Exercise prompt
In the records below, the line with "Please indicate the venetian" opens the range and the line with "Please indicate the pen" closes it; print that range exactly and nothing else.

Material provided
- - - - - - -
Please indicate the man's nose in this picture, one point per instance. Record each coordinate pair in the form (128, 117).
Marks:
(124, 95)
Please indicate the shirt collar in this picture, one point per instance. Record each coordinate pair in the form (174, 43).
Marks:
- - - - - - -
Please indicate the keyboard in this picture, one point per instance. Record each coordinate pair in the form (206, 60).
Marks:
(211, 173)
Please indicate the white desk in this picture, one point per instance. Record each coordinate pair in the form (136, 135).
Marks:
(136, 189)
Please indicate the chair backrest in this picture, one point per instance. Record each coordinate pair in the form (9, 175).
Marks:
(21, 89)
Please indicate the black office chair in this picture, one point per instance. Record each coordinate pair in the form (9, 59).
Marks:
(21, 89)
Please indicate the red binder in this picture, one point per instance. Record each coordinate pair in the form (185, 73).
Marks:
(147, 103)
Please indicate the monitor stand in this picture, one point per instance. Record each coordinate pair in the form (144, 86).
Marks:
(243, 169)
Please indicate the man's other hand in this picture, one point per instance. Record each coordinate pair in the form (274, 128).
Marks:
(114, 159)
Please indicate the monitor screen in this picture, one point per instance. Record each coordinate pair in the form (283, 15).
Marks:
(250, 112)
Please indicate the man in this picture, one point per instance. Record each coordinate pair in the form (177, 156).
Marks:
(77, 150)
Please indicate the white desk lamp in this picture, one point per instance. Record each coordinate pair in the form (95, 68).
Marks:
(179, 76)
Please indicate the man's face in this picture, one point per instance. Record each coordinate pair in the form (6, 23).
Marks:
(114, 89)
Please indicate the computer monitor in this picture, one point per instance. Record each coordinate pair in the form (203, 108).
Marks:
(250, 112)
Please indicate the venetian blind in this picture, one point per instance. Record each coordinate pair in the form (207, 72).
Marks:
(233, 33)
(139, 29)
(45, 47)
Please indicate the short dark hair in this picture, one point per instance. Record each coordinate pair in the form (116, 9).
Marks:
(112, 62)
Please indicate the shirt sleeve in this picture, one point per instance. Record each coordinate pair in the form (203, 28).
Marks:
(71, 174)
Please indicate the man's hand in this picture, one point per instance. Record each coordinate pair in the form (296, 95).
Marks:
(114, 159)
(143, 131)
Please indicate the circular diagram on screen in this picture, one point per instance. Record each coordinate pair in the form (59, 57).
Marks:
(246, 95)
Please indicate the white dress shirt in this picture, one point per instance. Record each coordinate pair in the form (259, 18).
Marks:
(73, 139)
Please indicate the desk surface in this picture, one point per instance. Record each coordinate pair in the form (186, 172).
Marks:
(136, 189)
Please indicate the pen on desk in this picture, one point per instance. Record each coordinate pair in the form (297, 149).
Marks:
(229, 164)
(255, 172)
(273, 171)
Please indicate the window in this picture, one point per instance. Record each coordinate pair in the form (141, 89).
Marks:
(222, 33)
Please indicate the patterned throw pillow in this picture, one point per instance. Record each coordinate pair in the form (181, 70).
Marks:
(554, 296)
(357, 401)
- - - - - - -
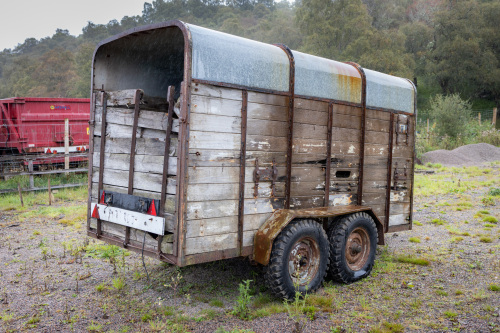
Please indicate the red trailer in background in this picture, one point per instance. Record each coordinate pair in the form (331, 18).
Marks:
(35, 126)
- - - - - - -
Result for this exercise
Please indicate the venetian blind in this picture, one point per instance. Record each coordinate pair in the form (207, 72).
Marks:
(233, 33)
(139, 29)
(45, 47)
Please indicate the short dark hair in this picture, one point per instance. Record each coordinate pair in the form (116, 9).
Marks:
(112, 62)
Please indicate the shirt sleeve in this picture, one point per instance. Record each coordinate pair in the form (203, 28).
Marks:
(71, 174)
Please indicate the man's hand in this picture, one point per instance. Record each coordinate pair in the form (296, 95).
Marks:
(114, 159)
(143, 131)
Please indicate the circular diagram on screen in this picture, one point per instance. Record each coordinate pair in the form (59, 57).
Marks:
(246, 95)
Please indicate the white dress shirt in this picture, one point per instance. Record each coordinate pair in the form (259, 18).
Marks:
(73, 139)
Please indicate the desk surface in this picture, one point per instance. Record each coordinate pair in the form (186, 172).
Marks:
(136, 189)
Please indicate the pen on desk in this picture, one point per instance. Record each coordinate pair in the form (297, 149).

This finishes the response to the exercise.